- [REQUIREMENT]:
Where the line containing "Please locate the car tail" appears in the records below, begin there and output each line verbatim through the last line.

- [RECORDS SHOWN]:
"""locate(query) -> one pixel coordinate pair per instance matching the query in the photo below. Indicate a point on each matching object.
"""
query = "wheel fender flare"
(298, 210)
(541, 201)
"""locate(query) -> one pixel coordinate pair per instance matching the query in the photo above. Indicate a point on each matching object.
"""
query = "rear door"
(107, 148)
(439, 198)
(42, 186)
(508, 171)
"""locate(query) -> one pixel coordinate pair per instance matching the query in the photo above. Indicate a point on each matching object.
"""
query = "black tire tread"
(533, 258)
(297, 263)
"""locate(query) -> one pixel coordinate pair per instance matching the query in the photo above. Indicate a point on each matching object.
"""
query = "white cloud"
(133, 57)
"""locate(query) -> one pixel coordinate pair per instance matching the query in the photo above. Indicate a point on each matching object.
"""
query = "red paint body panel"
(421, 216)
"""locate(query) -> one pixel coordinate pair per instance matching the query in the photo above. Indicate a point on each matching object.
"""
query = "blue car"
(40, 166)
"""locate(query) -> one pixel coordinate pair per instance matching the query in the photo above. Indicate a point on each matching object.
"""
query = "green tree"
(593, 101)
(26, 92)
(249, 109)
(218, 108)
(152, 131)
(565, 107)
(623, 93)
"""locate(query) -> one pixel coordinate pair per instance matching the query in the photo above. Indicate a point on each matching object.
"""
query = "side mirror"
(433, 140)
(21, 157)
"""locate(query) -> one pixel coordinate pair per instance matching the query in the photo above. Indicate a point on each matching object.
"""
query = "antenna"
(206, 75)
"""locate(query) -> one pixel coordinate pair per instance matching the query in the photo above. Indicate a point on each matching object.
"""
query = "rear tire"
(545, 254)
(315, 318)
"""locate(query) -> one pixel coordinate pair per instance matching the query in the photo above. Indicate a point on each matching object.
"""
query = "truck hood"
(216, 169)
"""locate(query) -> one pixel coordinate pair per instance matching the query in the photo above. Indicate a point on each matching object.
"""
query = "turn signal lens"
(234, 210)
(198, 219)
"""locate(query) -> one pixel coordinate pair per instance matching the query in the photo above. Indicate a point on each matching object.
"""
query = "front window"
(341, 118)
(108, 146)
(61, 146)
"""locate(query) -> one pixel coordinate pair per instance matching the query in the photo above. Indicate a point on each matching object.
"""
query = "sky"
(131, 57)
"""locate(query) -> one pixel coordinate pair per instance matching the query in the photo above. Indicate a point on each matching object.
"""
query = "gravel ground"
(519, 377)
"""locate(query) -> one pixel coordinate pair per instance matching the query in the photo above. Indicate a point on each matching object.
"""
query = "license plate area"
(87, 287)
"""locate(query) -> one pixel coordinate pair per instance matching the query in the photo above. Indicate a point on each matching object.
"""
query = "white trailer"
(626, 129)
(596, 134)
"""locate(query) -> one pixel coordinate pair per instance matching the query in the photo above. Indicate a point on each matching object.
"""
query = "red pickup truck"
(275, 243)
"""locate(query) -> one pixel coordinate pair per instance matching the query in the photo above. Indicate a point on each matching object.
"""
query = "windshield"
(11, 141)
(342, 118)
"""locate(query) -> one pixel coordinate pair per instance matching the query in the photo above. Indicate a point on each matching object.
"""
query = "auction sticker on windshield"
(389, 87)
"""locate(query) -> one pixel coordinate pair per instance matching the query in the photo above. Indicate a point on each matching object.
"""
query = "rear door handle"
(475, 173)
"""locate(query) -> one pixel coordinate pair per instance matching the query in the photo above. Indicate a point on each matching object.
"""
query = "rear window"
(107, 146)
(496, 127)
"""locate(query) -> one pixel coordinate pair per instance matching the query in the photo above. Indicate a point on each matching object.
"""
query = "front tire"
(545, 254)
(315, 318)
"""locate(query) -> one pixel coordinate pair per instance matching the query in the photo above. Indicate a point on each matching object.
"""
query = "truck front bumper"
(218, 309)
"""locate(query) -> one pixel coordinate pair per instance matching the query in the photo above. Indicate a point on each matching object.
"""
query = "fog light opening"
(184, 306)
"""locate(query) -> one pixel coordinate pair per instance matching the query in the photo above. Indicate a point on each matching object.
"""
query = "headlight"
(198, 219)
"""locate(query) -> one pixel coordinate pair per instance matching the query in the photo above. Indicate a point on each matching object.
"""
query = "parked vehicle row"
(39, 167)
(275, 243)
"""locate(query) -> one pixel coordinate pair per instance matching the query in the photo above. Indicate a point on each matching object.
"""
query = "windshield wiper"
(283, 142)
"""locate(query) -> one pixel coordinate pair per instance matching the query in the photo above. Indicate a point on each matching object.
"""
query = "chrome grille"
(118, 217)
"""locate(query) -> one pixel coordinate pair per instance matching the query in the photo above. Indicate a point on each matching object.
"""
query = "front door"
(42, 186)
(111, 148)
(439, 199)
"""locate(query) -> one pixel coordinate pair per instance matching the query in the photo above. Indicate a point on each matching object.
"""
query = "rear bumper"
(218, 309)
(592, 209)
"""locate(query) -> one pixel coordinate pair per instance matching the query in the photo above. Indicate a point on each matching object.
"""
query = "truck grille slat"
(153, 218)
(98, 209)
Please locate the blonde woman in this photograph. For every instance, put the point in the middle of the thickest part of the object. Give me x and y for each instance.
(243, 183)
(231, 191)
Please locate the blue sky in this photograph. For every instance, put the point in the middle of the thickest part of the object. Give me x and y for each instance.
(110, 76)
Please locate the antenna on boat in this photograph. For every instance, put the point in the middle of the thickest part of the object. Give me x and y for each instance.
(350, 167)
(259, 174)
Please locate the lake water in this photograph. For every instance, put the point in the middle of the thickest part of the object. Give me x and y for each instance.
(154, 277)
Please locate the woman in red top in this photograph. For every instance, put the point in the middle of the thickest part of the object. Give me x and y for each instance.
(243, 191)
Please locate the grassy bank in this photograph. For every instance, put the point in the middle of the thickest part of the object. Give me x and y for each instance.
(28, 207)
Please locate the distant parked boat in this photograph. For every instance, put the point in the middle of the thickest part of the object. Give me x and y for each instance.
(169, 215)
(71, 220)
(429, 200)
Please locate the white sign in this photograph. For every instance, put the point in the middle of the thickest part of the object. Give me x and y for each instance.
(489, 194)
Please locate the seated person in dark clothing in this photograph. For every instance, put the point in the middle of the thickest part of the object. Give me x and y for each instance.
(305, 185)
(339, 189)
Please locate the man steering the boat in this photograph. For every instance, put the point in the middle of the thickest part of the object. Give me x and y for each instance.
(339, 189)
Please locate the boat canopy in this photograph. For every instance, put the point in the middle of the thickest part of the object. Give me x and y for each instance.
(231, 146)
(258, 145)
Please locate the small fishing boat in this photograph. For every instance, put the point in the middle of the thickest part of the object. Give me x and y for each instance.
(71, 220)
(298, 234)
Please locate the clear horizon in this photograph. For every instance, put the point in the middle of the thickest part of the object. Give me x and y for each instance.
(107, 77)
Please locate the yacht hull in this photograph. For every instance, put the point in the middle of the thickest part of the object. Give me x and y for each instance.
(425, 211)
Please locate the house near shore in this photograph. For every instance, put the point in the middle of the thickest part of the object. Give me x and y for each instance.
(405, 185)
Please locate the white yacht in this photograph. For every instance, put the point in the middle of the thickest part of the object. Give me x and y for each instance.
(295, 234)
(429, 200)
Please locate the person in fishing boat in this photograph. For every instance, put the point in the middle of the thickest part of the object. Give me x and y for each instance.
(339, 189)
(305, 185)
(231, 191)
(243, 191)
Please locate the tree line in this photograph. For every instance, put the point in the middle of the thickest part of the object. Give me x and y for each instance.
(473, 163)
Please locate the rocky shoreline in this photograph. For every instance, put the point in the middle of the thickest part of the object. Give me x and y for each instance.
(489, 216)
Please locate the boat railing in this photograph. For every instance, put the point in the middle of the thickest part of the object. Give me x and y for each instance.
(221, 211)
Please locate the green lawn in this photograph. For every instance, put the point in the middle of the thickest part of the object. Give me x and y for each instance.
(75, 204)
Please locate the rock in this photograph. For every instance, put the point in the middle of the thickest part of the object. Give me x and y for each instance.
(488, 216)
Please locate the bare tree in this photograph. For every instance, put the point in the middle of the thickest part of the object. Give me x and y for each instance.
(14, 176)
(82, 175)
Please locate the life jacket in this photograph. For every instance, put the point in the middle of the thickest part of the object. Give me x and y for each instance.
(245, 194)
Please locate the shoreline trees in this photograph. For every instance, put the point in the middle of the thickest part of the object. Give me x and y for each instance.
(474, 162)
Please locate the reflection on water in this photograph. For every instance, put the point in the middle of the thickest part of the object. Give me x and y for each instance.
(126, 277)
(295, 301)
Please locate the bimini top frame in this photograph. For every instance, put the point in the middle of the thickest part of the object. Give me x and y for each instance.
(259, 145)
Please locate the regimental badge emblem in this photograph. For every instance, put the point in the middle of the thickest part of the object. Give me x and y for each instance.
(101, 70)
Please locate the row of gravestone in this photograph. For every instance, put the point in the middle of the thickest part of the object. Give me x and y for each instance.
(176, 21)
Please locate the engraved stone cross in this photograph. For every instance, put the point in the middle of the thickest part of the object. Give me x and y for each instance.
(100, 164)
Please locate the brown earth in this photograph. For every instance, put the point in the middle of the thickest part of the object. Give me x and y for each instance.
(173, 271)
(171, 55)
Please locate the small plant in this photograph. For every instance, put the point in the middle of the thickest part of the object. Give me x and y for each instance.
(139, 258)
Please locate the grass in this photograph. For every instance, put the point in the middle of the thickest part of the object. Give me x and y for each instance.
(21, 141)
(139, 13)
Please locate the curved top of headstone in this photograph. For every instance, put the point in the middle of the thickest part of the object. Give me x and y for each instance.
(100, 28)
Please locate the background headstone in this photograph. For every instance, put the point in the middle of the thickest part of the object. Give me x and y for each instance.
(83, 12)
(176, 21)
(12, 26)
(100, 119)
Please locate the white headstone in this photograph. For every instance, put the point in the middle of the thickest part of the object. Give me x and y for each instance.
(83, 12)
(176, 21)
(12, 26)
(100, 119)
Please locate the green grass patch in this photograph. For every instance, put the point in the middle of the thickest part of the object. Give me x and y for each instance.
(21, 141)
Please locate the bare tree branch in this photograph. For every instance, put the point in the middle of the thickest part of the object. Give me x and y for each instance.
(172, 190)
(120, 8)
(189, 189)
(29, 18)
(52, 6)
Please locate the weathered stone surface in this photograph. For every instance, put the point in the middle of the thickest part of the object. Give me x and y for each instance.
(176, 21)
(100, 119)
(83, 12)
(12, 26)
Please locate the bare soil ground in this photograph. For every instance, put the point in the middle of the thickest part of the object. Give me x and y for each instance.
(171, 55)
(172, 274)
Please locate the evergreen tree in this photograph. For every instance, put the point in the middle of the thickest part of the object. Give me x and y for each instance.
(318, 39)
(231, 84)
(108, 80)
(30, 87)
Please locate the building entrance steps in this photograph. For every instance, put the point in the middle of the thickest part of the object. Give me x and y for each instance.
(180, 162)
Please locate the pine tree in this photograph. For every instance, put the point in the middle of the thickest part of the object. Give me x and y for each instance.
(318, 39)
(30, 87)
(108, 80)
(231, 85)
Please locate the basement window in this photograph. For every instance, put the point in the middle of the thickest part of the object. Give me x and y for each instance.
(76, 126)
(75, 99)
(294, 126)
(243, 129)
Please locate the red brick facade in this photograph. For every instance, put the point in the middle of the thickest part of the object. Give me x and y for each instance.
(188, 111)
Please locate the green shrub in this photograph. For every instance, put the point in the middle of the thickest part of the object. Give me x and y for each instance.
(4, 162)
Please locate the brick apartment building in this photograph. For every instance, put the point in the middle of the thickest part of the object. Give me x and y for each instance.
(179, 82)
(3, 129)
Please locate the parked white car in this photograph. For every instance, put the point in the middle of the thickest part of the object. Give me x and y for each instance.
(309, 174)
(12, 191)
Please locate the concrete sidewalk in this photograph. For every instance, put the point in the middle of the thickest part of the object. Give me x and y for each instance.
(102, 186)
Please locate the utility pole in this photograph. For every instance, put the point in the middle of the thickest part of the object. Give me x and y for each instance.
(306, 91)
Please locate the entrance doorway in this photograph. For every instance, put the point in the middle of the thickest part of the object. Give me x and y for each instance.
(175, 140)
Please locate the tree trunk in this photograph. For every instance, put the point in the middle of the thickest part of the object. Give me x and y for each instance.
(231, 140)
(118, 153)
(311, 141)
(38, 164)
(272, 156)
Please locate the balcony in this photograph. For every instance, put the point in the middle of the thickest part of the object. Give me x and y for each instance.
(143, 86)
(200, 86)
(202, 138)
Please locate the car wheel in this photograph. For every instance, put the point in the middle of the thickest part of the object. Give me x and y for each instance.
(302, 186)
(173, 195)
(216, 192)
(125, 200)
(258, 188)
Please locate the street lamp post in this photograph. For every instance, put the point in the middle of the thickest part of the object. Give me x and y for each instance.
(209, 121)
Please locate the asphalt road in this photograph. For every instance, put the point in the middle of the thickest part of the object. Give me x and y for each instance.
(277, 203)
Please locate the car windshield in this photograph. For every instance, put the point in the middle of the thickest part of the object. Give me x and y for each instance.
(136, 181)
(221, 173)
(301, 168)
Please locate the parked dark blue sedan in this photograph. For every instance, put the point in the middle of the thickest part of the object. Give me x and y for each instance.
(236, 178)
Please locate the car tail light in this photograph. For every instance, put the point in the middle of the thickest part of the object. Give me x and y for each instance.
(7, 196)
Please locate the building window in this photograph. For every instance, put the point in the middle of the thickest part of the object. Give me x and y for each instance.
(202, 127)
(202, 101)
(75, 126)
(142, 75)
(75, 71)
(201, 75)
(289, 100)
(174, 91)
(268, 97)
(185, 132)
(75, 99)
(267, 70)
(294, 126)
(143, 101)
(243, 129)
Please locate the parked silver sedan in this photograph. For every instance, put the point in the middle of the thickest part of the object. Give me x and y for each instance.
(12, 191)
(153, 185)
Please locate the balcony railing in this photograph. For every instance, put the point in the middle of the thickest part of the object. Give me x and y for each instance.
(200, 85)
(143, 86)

- [RESPONSE AREA]:
Please locate the car tail light in this photograph. For every instance, put the point in the middle of the thickest part of the object. Give me x and y for each instance.
(7, 196)
Please locate the building window in this photograph. For every instance, put the point in the middle of the thickest part of the object. Give me x and y for each instance.
(202, 127)
(202, 101)
(75, 126)
(142, 75)
(75, 71)
(201, 75)
(289, 100)
(174, 91)
(268, 97)
(185, 132)
(75, 99)
(267, 70)
(294, 126)
(143, 101)
(243, 129)
Please locate the parked silver sedan in this photograph. For every instance, put the point in the middle of the thickest part of the object. Give me x and y for each instance.
(12, 191)
(153, 185)
Please locate the balcony railing in this photograph. For every instance, put the point in the middle of the thickest part of the object. Give me x and y for each instance.
(200, 85)
(143, 86)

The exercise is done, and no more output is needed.